__Problem statement__
Transcribe word for word each line from the one containing "Where can you see the paddle shaft?" to the final line of the data, both included. Skip the pictures.

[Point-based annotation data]
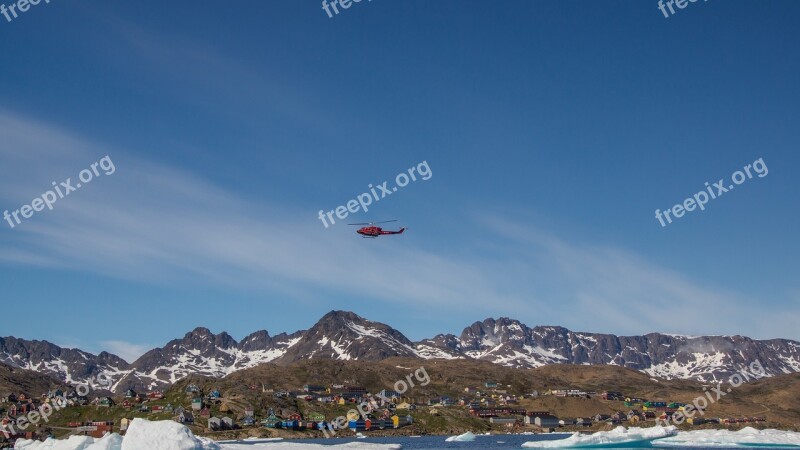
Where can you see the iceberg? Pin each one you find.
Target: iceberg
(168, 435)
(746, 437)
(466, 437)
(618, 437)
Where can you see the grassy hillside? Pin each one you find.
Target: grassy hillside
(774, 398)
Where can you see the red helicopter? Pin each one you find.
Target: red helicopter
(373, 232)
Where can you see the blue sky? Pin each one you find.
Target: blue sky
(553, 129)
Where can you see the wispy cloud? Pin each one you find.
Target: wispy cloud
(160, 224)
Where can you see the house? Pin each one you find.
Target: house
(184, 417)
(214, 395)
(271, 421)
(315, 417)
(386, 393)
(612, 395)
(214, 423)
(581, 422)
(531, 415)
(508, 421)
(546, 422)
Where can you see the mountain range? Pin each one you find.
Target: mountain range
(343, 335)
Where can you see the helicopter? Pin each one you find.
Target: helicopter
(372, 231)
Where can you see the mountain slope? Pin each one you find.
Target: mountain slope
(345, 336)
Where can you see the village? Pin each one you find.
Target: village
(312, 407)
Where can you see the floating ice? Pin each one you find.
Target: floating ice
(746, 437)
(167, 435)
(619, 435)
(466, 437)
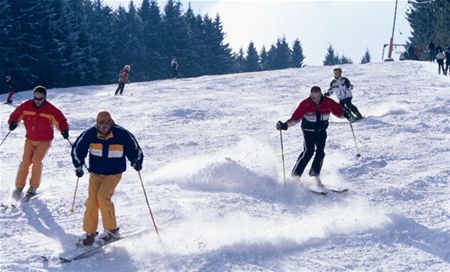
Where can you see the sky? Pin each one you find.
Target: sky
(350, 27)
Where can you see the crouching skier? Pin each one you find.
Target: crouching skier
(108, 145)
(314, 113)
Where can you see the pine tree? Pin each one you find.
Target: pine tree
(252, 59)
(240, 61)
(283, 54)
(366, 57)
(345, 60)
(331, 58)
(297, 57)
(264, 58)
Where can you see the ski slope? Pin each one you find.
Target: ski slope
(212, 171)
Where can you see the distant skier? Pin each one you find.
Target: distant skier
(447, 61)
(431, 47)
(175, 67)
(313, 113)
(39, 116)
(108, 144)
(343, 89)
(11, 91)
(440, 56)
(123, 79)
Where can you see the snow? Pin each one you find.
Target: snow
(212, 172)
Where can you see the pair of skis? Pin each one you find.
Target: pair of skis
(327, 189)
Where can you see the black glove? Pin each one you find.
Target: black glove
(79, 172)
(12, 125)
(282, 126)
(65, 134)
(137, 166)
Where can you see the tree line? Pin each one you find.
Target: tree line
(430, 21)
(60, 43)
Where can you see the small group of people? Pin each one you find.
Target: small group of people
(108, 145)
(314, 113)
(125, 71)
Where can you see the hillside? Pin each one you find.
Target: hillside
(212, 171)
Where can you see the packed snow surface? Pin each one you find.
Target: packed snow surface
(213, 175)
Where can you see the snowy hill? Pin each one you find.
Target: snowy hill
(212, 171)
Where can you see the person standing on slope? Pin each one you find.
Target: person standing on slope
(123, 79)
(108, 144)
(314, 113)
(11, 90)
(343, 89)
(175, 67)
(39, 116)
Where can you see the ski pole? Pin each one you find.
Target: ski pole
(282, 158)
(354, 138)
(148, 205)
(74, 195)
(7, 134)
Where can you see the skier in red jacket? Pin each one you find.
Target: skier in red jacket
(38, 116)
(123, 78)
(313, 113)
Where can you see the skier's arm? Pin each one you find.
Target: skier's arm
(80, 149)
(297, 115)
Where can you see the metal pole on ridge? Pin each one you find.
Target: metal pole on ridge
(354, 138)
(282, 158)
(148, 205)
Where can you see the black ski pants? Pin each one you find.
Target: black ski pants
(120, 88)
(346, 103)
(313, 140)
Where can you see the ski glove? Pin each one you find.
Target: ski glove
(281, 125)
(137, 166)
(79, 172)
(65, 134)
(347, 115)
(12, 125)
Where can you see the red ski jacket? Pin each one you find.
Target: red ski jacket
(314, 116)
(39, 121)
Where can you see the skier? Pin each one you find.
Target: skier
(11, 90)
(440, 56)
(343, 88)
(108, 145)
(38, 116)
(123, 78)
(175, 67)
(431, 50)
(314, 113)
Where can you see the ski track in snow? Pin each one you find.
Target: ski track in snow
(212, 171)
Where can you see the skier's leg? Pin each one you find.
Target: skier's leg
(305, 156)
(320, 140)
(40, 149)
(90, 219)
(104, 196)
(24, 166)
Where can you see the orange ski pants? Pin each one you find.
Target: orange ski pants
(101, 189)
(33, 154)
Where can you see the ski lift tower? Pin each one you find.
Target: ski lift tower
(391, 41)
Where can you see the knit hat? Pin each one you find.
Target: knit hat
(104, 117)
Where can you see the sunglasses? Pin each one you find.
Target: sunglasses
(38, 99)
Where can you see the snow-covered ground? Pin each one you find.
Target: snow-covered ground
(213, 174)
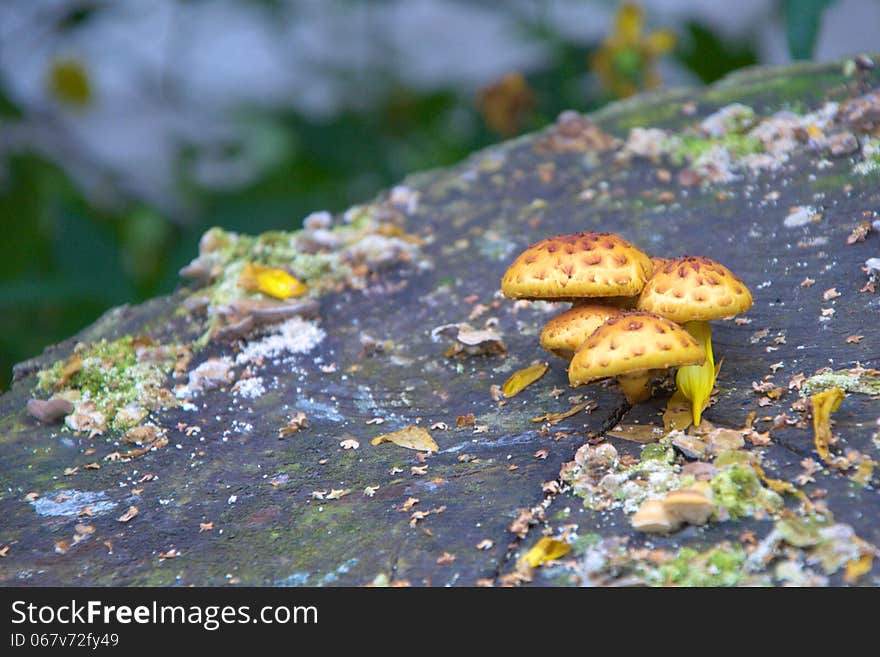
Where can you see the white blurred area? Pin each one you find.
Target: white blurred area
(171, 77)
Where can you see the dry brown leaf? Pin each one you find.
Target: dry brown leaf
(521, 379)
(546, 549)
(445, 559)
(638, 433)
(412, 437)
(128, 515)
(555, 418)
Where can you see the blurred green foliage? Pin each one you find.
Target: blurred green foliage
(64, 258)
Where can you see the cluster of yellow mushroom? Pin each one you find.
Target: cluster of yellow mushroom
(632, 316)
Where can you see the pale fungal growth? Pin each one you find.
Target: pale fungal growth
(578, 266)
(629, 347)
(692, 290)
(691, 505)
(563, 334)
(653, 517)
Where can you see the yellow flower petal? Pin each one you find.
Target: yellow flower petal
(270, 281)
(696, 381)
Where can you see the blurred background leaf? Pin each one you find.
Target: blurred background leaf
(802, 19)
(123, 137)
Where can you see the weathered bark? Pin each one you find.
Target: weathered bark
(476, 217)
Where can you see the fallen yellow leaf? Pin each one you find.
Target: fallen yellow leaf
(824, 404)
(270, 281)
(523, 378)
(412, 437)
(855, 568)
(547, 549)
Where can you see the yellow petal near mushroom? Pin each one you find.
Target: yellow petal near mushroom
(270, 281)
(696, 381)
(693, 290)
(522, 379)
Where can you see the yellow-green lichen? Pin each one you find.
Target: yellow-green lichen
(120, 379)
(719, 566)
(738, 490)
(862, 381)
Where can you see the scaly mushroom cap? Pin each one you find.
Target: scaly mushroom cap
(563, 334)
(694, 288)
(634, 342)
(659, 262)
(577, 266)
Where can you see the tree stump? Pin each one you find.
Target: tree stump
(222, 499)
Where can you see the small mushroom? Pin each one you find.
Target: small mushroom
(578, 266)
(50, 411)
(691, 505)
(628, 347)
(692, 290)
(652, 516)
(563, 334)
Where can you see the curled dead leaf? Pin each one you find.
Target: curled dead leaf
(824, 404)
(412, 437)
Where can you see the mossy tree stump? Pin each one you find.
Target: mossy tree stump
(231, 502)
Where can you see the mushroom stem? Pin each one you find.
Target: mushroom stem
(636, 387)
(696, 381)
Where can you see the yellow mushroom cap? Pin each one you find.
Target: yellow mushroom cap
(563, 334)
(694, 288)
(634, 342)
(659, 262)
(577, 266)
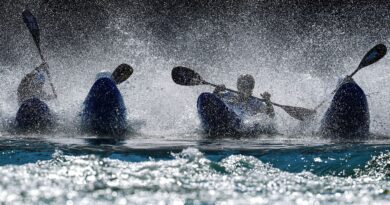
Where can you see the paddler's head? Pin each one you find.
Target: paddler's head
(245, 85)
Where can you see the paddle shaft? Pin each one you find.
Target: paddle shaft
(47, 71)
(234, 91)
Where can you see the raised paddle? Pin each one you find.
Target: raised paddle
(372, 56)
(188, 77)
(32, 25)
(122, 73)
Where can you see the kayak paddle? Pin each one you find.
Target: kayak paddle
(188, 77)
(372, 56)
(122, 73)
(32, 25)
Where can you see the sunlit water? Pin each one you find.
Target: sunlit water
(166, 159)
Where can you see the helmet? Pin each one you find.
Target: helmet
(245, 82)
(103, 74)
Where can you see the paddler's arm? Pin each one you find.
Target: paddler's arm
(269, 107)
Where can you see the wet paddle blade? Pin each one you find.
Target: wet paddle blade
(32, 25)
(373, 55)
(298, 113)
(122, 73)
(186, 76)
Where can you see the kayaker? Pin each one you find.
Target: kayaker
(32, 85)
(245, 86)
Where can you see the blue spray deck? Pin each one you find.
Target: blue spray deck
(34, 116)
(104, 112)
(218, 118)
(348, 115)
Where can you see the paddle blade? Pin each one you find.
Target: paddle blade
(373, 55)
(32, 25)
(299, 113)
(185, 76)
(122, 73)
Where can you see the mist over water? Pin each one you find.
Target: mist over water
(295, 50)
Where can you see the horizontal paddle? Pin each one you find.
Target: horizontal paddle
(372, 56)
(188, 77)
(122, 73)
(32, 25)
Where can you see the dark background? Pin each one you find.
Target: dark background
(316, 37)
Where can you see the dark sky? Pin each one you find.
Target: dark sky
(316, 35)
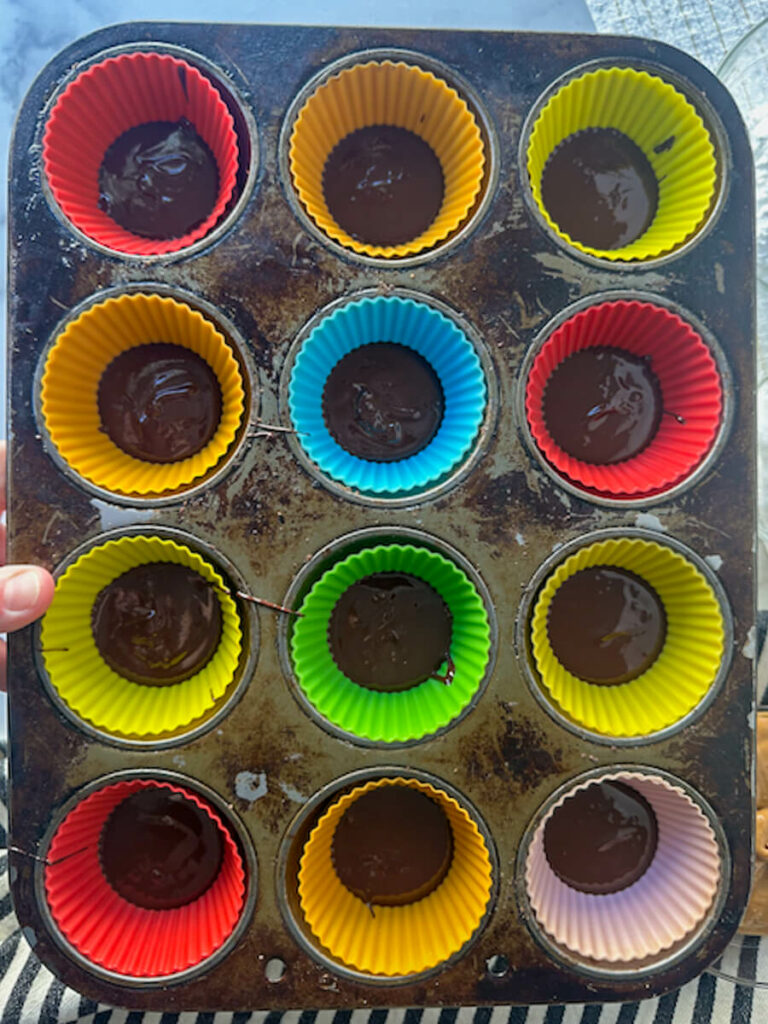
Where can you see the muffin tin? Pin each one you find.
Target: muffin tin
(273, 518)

__Task solution__
Where can you see the paddle shaft? Pin each one you find.
Target: paddle shaft
(47, 71)
(234, 91)
Where can you see the raised paddle? Pin each one you find.
Target: raised paddle
(372, 56)
(188, 77)
(32, 25)
(122, 73)
Where can you see the kayak paddle? Pin each one you find.
Target: kayak paddle
(188, 77)
(372, 56)
(122, 73)
(32, 25)
Where can you see the sunlit water? Pin each one you find.
Target: sunlit water
(166, 159)
Where can you see the helmet? Pin each one you find.
Target: helmet
(245, 82)
(103, 74)
Where can you see the paddler's arm? Pin each one you find.
Target: paddler's arm
(269, 107)
Where can you see the wet paddle blade? Pin each one you find.
Target: wet paddle blade
(32, 25)
(373, 55)
(298, 113)
(122, 73)
(186, 76)
Where can you see the kayaker? Pin each one you find.
Target: kayaker
(32, 85)
(245, 86)
Where can you see the blue spray deck? Pin each one you find.
Target: blue spray deck
(34, 116)
(104, 112)
(218, 118)
(348, 115)
Where can you see the paddle blade? Pin each one you find.
Target: paddle blade
(373, 55)
(32, 25)
(299, 113)
(185, 76)
(122, 73)
Where can you see the mist over water? Pin each one you find.
Target: mist over water
(295, 50)
Where can you see the horizontal paddle? Pin each one you find.
Target: horizontal paddle
(372, 56)
(188, 77)
(122, 73)
(32, 25)
Where can you see the dark background? Pin each one you find.
Target: dark background
(316, 37)
Where can you see the dark sky? Pin each one you find.
Target: dark sky
(316, 35)
Where can you see the muffin tin? Pin each one you find.
Target: muffin tin
(273, 518)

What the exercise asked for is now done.